- _AIM OF THE EXERCISE_
Take the listing below and print exactly the lines starting at the line containing "draw the outline of flower center;" and ending at the line containing "draw the outline of blurred", both ends included, and no others.

-------- RECORDS PROVIDED --------

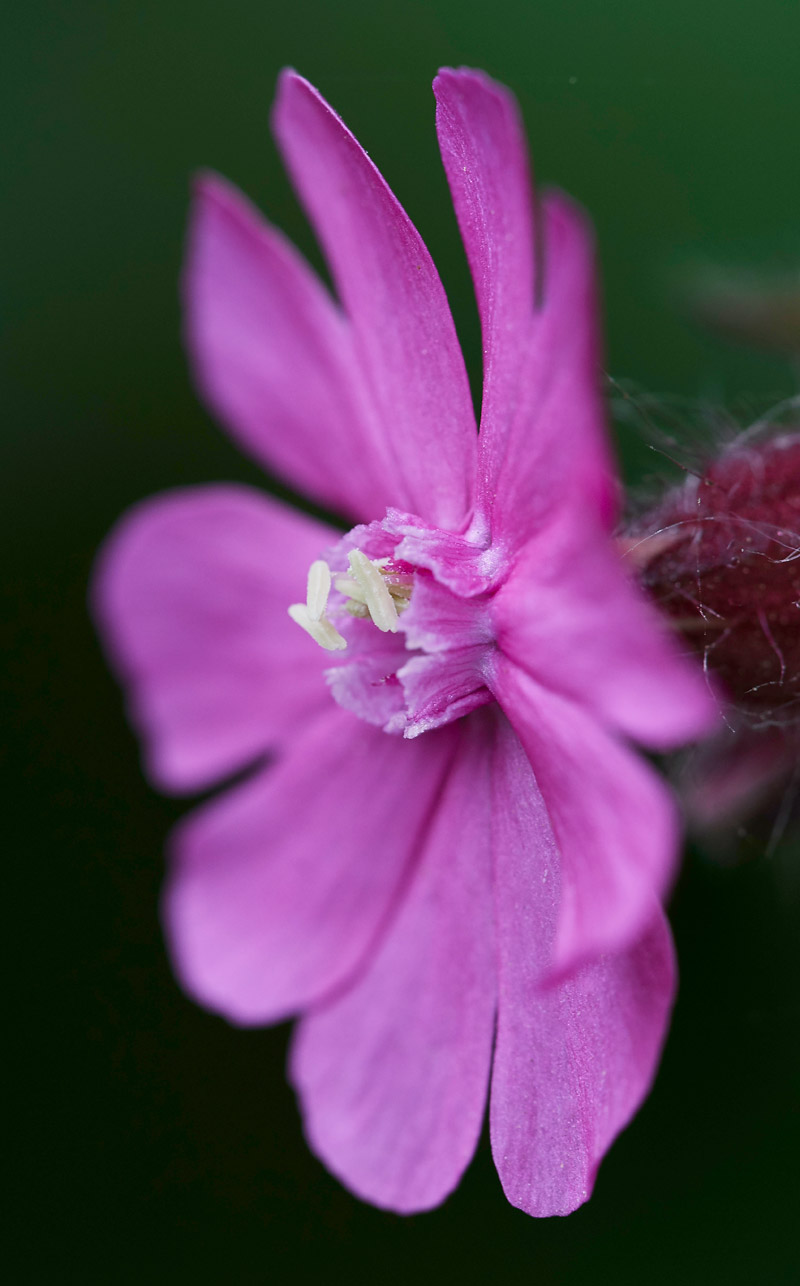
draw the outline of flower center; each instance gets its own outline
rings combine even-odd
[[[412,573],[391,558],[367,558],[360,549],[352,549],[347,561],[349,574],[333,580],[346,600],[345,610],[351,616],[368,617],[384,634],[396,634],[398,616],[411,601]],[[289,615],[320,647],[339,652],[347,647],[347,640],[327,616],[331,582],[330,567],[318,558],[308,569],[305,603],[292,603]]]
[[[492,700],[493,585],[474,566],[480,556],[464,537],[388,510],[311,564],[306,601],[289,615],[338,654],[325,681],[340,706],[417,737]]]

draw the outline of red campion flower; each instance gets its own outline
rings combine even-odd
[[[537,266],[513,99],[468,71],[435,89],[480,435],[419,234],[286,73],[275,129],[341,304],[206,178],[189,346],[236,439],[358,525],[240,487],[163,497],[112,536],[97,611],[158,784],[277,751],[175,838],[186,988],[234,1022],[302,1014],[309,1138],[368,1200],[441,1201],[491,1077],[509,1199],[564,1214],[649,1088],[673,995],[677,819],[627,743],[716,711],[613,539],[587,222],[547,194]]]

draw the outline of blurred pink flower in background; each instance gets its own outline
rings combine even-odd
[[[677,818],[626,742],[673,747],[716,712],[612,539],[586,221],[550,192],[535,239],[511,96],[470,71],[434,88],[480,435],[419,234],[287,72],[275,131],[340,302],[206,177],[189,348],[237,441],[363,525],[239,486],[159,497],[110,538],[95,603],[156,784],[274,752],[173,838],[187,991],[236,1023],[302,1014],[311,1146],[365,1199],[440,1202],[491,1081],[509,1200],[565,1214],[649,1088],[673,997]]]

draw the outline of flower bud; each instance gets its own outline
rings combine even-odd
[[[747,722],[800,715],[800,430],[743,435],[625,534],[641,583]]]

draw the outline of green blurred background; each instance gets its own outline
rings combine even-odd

--------
-------- RECORDS PROVIDED --------

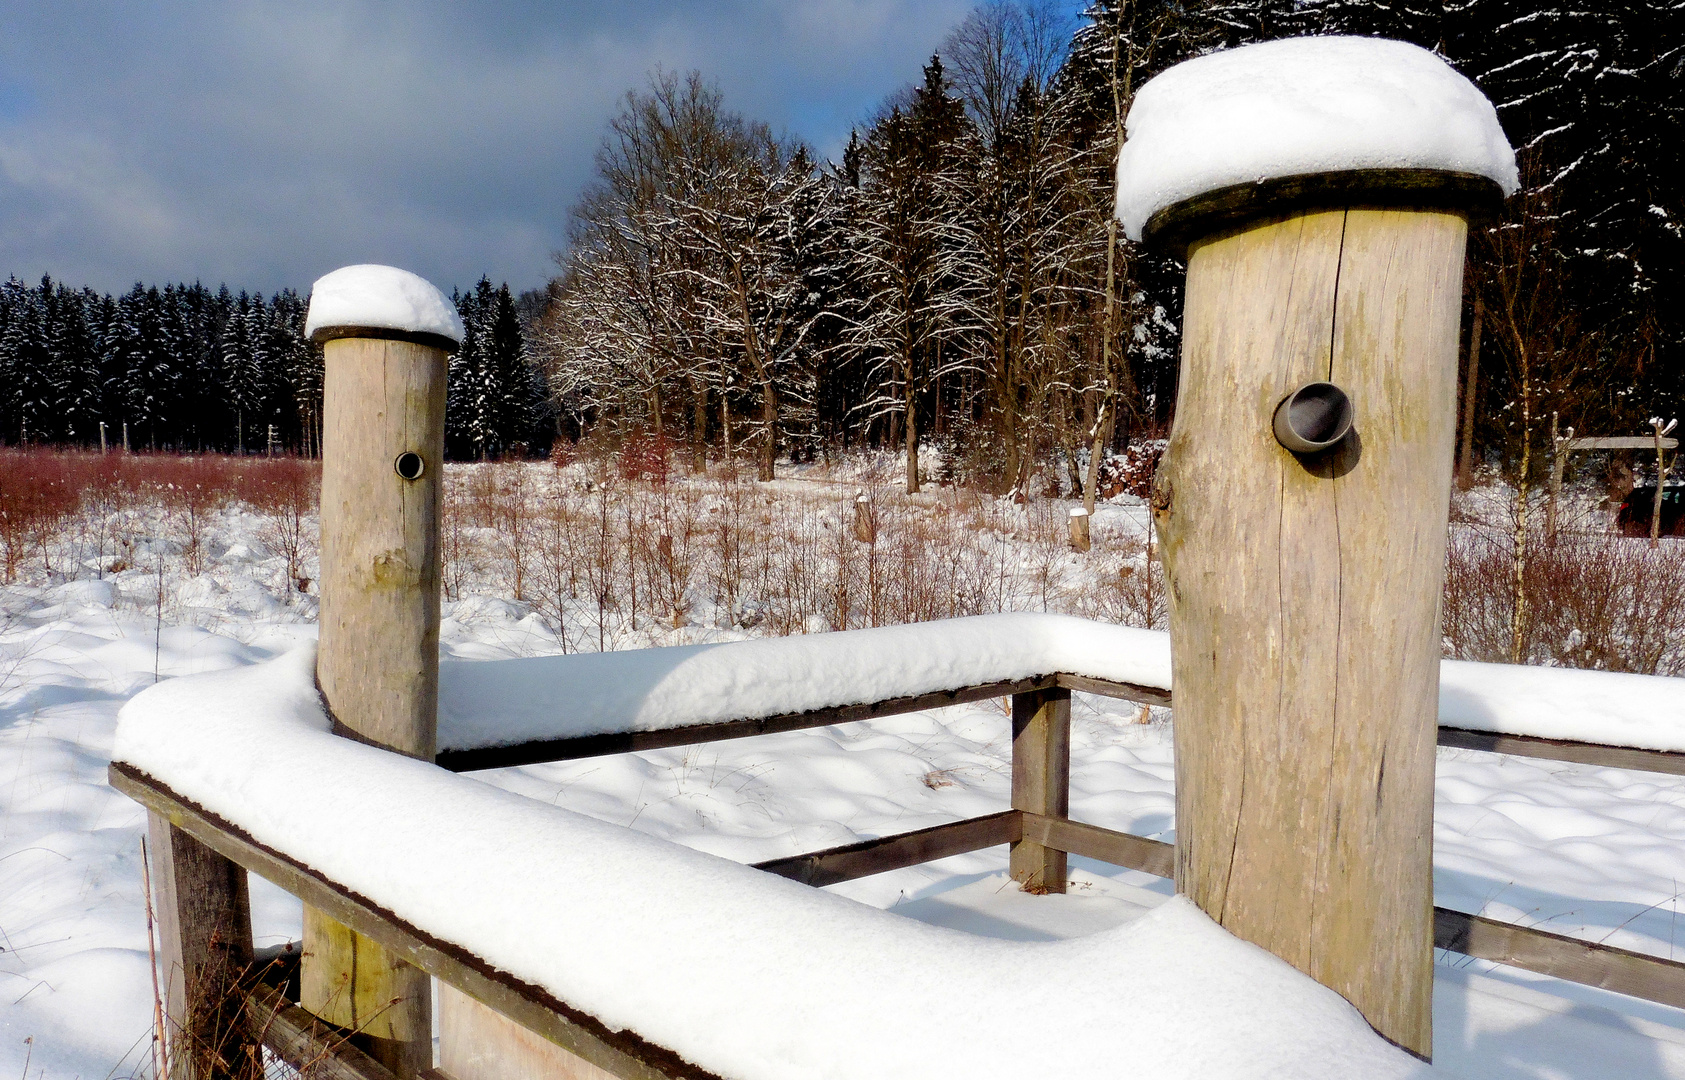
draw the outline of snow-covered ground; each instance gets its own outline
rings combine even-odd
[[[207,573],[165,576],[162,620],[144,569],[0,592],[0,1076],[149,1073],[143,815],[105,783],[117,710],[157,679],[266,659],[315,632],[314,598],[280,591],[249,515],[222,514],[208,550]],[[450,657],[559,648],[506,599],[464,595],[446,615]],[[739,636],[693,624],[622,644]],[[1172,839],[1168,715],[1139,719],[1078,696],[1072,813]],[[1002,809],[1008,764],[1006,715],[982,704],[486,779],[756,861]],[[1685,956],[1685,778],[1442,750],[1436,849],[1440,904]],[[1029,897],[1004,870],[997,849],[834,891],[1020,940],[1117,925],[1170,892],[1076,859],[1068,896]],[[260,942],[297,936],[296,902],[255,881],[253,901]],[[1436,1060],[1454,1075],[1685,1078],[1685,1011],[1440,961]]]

--------
-------- RECORDS PROVIDED --------

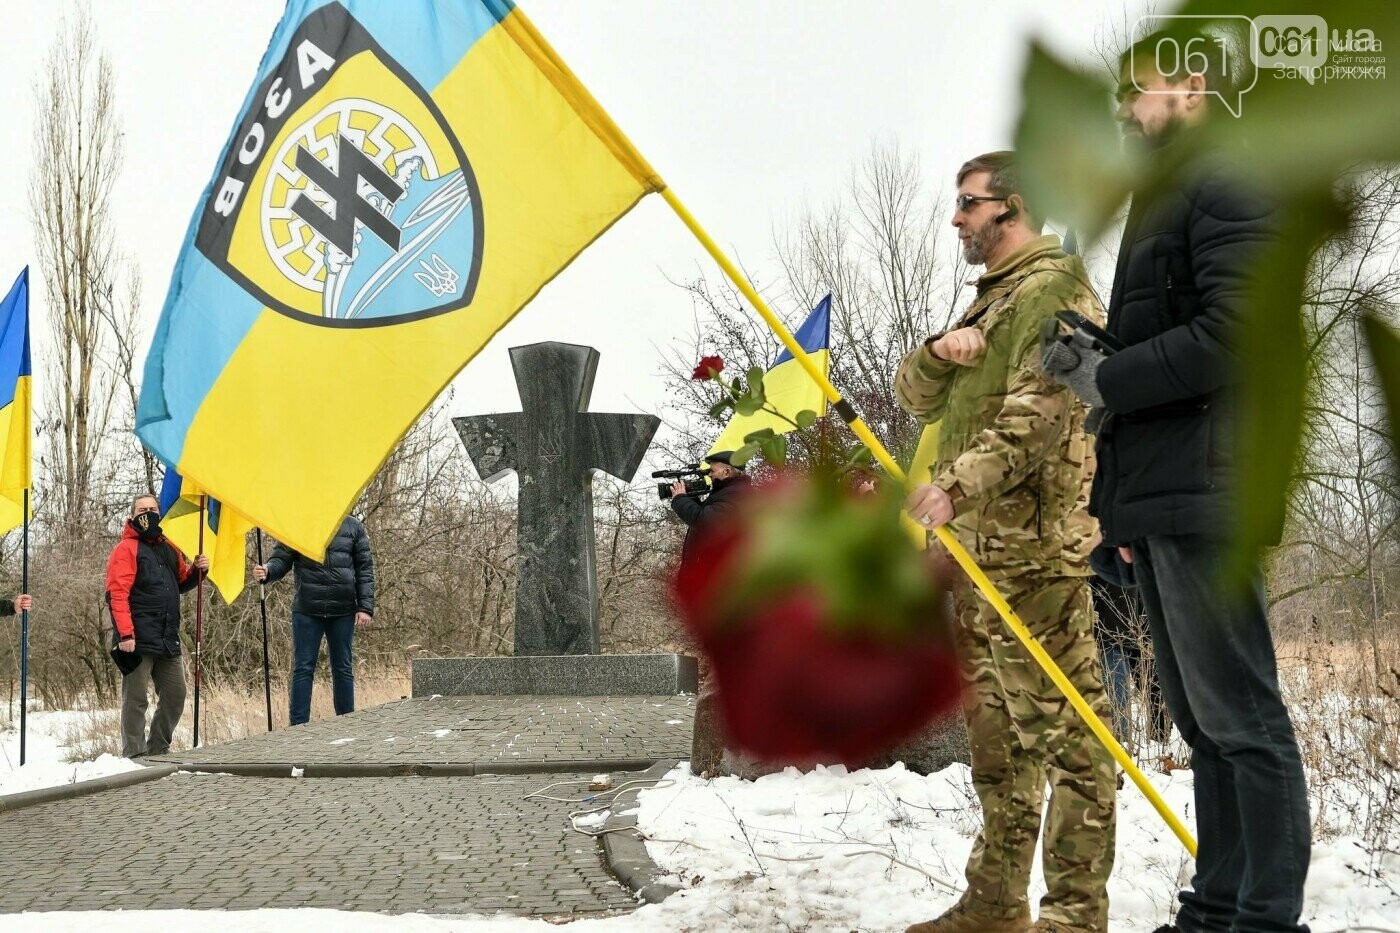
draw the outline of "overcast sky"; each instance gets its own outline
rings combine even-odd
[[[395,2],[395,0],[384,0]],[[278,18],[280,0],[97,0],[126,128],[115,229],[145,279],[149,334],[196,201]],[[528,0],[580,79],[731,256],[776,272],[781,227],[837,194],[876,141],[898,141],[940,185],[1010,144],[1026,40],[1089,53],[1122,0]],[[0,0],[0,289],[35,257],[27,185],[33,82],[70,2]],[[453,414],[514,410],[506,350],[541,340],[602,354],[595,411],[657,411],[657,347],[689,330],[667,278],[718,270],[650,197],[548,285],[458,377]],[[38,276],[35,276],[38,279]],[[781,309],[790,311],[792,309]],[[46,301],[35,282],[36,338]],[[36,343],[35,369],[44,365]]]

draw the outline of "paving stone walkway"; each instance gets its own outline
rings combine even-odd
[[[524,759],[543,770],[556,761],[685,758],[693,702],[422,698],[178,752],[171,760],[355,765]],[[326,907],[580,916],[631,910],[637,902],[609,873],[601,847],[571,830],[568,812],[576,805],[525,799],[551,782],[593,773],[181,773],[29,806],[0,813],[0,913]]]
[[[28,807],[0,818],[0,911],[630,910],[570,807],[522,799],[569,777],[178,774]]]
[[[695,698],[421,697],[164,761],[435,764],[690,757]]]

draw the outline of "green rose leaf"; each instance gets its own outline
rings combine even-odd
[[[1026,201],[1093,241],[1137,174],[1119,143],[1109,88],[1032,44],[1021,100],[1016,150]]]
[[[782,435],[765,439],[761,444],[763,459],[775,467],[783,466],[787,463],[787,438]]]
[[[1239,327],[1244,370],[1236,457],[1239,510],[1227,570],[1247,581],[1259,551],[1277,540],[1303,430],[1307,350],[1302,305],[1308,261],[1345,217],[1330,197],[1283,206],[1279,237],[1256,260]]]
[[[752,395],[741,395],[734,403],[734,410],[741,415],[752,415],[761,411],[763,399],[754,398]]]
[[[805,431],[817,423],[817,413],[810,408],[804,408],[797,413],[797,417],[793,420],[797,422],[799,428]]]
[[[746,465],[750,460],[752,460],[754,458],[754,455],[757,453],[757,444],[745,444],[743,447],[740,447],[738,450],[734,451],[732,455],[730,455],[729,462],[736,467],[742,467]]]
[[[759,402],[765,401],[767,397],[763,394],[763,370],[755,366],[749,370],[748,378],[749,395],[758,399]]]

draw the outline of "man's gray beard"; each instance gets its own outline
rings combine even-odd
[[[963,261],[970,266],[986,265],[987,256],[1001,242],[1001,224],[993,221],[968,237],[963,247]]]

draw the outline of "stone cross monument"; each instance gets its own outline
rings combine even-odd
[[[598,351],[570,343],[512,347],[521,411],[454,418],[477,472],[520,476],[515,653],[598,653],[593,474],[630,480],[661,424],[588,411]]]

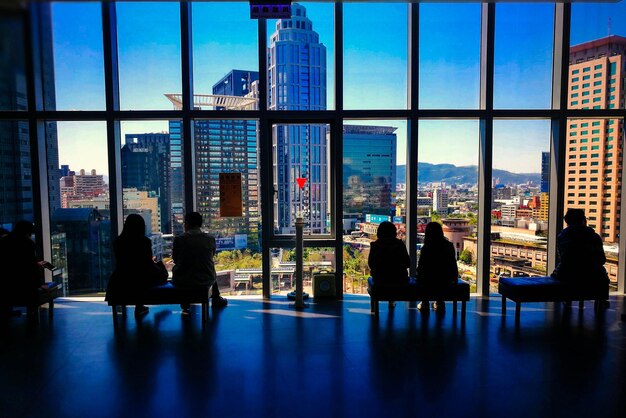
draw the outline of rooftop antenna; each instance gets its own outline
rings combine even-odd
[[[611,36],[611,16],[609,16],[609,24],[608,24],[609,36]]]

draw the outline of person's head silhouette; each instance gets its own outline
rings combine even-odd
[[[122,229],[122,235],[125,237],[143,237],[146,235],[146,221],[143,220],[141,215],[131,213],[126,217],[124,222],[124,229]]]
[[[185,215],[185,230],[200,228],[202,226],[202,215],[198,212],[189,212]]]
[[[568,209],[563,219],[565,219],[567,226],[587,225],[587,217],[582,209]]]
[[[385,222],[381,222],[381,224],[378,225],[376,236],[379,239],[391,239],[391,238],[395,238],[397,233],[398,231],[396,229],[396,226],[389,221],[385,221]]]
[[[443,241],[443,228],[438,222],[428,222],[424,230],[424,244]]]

--------

- _EXERCISE ANSWER_
draw the outline of flower center; each instance gets its own outline
rings combine even-odd
[[[412,573],[391,558],[367,558],[360,549],[352,549],[347,561],[349,574],[333,580],[346,600],[345,610],[351,616],[368,617],[384,634],[396,634],[398,616],[411,601]],[[289,615],[320,647],[339,652],[347,647],[347,640],[327,616],[331,582],[330,567],[318,558],[308,569],[305,603],[292,603]]]
[[[492,700],[493,585],[474,566],[480,556],[464,537],[388,510],[311,564],[306,601],[289,615],[338,654],[325,681],[340,706],[417,737]]]

draw the outline of red campion flower; each instance gets its own outline
rings combine even-odd
[[[537,266],[513,99],[468,71],[435,89],[480,435],[419,234],[286,73],[275,129],[341,304],[206,178],[189,346],[236,439],[358,525],[240,487],[163,497],[112,536],[97,611],[158,784],[277,751],[175,838],[186,988],[234,1022],[302,1014],[309,1138],[368,1200],[441,1201],[491,1077],[509,1199],[564,1214],[649,1088],[673,995],[677,819],[627,743],[716,711],[613,539],[587,222],[547,194]]]

draw the outline of blurred pink flower in background; each instance gets its own outline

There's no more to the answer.